READING TEXT:
_ _ _
We are still dealing with a whole lot of uncertainty in the future about how we work, socialise, travel and live. So I want to write this week about focusing on the positive things that we can control within our own choices, thoughts and actions. Creating habits to help you through lockdown.

The last few months of lockdown in the UK have been hard for everyone. I’ve been very lucky that I have not lost my job, struggled with childcare and have not lost a loved one, like thousands of other people. Nonetheless, I have experienced my own struggles with the changes in my lifestyle and wanted to share them with you.

It’s taken me a few months, but I have found a set of habits which are helping me move positively forward in both work and at home. We are also halfway through 2020 so it’s a good time to take stock and think about how I want the second half of 2020 to look like for me.

Why I have had to make changes

As many of my readers know, I spent the majority of 2019 focusing on building betternotstop into a travel community. This website has always been something I enjoy working on and after closing my previous business and wanting to move away from freelance project management work it seemed like a great idea. This presented a huge amount of challenges and unsurprisingly the onset of Covid-19 stopped this immediately. I took on a new job, yet within weeks this was stopped also due to lockdown.
_ _ _
PROVIDED RECORDS:
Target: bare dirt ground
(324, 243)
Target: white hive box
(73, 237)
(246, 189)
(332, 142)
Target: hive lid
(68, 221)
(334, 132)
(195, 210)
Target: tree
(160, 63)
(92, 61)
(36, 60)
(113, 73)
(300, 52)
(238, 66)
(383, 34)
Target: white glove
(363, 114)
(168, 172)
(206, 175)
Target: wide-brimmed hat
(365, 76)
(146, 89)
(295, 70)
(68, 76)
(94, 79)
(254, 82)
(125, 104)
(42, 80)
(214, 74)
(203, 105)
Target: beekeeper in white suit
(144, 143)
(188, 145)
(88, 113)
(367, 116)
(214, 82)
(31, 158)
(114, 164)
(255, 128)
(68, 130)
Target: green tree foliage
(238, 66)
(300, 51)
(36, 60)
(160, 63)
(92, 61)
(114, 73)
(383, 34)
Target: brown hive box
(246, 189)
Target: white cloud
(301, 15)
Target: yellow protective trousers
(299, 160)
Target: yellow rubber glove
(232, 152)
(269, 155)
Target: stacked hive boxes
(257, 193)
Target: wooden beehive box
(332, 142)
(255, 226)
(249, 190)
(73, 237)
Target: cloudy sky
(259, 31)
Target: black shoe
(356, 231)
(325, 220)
_ _ _
WHAT IS NEEDED: Extend the blog post on building habits during the UK lockdown, starting from the point where it stops.

TASK OUTPUT:
I don’t think I am the only person who has struggled with the feelings of failure, loss and anxiety over what is happening in the world. But we are looking at some major, long term changes in how we live so now is the time to start looking at what we can control and take ownership of how we decide to live our lives.

1. Reduce time online and on social media accounts.

I have had a difficult relationship with my social media for a few years now. Since being told by a friend in China about the coronavirus crisis back in January, I became obsessed with checking the news.

It wasn’t healthy, and it reminded me of a time when I had become very conscious of how I came across on social media, especially on Instagram.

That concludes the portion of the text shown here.